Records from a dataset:
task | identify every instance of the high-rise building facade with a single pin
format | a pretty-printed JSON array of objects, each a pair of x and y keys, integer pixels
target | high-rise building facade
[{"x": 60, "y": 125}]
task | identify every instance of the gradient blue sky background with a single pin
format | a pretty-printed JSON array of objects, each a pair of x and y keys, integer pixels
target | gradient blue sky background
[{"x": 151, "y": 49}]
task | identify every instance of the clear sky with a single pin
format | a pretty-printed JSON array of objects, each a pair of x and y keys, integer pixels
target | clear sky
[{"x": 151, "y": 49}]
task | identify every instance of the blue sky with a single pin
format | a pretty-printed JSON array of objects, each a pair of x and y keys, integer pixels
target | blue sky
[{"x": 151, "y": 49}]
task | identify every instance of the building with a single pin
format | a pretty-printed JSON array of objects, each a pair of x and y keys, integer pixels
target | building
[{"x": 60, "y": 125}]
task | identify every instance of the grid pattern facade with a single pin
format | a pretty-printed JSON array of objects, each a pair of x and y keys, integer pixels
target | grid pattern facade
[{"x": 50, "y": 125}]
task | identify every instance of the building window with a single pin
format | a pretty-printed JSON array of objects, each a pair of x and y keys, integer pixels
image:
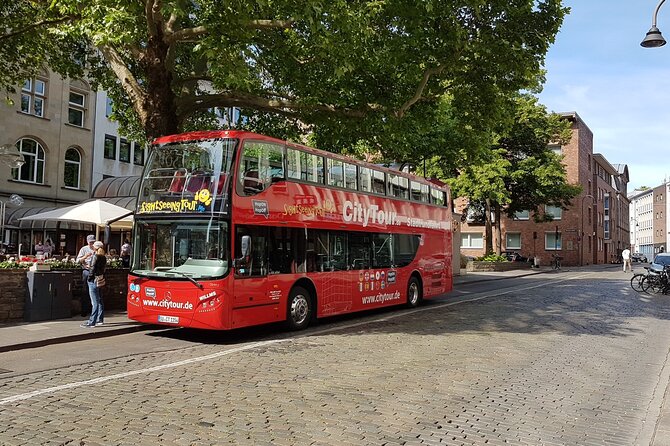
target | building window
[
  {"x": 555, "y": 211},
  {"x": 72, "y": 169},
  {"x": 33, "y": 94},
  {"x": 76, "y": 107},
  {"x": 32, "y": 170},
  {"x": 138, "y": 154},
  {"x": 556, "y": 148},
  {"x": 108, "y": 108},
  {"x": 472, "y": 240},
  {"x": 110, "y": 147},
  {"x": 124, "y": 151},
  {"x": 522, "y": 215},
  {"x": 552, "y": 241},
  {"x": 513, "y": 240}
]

--

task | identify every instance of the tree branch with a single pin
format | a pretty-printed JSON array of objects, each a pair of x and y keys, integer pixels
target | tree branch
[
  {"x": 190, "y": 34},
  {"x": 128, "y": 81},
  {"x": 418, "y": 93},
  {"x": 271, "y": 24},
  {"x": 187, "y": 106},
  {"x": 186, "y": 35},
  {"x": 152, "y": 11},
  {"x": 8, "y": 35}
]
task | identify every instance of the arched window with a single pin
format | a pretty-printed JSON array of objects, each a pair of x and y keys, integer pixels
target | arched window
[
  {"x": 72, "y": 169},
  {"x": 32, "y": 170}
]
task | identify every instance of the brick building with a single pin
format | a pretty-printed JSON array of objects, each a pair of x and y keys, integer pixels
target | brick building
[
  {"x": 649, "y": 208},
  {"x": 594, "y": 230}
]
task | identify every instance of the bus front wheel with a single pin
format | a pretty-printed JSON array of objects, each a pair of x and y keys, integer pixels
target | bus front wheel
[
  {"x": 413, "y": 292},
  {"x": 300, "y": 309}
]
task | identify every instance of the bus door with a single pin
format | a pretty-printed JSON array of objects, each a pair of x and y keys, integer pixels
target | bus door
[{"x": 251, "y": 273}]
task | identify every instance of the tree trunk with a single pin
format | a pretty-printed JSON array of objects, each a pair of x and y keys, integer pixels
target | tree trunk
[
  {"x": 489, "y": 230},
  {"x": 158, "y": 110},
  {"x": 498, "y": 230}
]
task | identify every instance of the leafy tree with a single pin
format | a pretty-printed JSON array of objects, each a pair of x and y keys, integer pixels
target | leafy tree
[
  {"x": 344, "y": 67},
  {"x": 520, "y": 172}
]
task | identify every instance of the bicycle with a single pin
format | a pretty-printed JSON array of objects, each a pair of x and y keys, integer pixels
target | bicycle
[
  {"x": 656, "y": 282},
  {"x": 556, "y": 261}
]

...

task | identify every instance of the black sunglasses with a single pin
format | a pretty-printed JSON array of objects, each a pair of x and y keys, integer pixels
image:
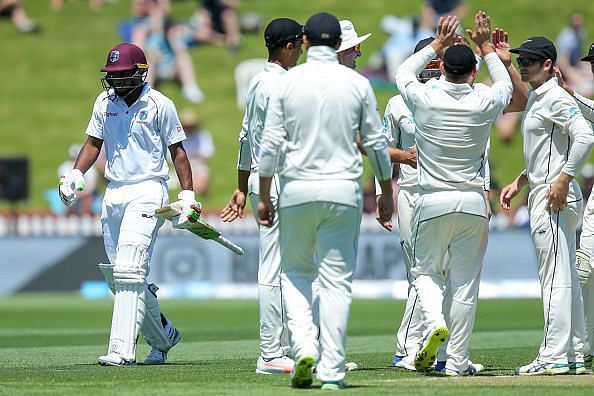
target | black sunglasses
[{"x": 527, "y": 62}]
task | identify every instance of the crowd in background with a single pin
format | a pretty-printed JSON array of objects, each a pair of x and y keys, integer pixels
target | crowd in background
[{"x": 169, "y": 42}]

TASK STATEMENT:
Could you restate, word for word, the lines above from the one with "target | high-rise building facade" to the one with "task | identify every instance of the clear", both included?

SOLUTION FOR THIS PROBLEM:
target | high-rise building facade
[{"x": 60, "y": 125}]
task | identify every instance of the gradient blue sky background with a single pin
format | a pretty-printed JSON array of objects, each a pair of x and y keys, integer pixels
target | gradient blue sky background
[{"x": 151, "y": 49}]
task | identify every instance of the clear sky with a single pin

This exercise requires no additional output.